Find the lines of the records in which the word "dark" appears and report how many there are, as a number alone.

### Listed entries
◆ ◆ ◆ ◆ ◆

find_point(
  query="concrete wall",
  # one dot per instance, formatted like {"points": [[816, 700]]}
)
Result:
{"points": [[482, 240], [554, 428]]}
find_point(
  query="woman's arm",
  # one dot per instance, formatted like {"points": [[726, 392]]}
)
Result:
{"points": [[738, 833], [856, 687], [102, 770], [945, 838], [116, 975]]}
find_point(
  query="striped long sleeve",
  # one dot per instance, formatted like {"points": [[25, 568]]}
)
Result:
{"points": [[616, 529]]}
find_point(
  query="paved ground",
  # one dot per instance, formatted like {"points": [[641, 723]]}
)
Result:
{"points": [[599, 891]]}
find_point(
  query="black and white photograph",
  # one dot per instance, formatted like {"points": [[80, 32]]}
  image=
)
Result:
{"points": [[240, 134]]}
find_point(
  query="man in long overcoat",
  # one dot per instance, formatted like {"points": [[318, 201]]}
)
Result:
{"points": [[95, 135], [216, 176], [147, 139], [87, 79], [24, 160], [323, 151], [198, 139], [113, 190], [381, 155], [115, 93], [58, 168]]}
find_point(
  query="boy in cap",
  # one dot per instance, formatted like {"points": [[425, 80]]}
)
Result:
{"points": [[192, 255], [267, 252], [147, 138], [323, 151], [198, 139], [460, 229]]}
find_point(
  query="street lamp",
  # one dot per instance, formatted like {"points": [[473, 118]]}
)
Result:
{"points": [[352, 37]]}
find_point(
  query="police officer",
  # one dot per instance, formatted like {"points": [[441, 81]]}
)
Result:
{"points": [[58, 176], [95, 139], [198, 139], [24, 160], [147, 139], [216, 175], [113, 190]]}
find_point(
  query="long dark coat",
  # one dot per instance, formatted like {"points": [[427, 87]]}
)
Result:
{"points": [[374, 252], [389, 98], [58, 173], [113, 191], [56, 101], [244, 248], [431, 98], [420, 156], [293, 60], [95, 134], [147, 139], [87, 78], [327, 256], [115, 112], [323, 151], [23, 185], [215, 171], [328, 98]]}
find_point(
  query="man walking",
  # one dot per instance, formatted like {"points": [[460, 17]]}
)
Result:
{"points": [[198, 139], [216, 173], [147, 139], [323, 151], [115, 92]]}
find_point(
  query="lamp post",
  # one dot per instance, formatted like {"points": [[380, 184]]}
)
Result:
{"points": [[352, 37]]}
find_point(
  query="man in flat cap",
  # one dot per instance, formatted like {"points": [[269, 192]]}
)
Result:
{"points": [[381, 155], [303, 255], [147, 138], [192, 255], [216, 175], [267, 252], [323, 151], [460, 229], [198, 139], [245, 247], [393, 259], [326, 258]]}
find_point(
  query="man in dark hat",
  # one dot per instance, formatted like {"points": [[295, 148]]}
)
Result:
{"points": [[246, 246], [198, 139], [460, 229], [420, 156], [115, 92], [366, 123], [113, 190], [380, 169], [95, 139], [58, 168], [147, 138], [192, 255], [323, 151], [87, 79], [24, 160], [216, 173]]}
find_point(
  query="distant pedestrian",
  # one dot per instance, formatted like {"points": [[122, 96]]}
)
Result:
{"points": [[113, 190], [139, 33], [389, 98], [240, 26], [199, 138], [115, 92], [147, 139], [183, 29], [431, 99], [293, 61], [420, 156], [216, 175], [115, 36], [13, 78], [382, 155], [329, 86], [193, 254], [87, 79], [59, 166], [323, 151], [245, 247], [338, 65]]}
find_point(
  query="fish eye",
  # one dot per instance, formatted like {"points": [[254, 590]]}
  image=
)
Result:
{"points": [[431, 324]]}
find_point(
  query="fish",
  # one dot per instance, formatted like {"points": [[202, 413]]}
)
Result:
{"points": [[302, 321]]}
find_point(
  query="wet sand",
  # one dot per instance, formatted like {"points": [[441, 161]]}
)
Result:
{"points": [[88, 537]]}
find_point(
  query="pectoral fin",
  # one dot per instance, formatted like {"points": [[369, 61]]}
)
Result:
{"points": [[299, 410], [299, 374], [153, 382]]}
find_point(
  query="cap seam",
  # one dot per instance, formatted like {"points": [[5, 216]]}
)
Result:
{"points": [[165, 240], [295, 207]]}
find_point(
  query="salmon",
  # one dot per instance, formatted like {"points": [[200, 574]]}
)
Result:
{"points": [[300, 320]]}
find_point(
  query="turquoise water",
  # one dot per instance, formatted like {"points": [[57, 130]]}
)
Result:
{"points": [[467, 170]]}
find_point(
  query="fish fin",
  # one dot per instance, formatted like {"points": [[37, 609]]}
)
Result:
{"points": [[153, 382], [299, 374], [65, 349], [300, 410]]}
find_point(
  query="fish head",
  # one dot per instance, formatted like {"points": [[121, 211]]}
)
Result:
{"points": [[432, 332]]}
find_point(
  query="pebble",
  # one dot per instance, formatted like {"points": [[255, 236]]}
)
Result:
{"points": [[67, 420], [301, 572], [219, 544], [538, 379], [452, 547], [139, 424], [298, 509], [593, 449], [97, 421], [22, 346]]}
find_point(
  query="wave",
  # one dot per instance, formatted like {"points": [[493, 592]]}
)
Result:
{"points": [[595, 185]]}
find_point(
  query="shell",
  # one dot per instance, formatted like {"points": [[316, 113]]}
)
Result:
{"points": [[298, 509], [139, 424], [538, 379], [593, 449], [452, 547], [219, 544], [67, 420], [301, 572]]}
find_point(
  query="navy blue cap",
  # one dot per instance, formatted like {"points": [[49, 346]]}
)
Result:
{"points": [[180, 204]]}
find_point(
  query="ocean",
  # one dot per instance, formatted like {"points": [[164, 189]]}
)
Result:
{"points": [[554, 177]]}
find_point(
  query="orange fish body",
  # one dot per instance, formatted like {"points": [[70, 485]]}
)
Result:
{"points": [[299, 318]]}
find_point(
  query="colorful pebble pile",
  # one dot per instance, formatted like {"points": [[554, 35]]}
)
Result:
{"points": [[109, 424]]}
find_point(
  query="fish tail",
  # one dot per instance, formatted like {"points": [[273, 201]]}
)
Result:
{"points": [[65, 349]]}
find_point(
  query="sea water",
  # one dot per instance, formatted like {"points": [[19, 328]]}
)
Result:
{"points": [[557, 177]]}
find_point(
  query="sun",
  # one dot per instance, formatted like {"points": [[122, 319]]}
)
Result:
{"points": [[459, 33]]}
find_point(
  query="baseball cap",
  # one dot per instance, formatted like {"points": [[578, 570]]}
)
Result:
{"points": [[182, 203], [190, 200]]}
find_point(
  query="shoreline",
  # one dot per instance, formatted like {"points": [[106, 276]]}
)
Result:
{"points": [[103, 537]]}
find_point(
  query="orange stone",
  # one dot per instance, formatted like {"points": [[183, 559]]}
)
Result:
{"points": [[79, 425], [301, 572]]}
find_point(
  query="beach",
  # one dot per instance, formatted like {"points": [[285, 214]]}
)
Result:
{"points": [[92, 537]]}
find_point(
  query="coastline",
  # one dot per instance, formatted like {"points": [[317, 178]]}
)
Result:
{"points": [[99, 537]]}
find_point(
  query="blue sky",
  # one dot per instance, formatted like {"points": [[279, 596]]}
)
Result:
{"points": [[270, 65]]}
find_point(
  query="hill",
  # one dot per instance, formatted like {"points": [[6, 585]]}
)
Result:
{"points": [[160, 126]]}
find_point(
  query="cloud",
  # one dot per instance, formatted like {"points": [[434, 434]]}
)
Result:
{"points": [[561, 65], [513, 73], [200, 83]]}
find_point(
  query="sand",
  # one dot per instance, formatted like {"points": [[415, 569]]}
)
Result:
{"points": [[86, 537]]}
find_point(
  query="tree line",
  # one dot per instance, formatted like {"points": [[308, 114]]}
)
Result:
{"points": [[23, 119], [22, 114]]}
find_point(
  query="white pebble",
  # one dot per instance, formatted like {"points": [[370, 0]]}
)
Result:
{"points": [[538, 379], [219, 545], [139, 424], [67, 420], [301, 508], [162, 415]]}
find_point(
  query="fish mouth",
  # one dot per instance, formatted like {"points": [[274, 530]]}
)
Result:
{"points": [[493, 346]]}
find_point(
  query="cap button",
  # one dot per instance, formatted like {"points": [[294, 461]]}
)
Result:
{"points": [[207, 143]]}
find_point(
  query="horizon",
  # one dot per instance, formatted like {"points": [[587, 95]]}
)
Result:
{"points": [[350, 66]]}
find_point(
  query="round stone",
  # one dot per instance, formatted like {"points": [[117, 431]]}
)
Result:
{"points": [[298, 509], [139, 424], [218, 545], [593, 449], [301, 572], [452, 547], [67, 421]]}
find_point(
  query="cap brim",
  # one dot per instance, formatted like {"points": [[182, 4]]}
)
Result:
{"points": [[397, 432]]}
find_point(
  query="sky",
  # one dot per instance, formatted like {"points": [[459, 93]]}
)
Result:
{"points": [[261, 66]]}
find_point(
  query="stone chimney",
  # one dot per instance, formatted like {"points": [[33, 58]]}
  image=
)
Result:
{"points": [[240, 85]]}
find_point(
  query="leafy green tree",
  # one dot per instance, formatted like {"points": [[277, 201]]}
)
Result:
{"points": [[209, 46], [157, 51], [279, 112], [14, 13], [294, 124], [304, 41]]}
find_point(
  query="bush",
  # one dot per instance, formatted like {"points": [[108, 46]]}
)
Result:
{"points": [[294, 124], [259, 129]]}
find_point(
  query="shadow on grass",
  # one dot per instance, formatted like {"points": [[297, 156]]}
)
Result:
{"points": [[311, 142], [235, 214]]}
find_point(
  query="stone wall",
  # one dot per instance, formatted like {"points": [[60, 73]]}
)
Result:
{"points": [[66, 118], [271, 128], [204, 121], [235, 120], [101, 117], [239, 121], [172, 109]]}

◆ ◆ ◆ ◆ ◆

### Exercise response
2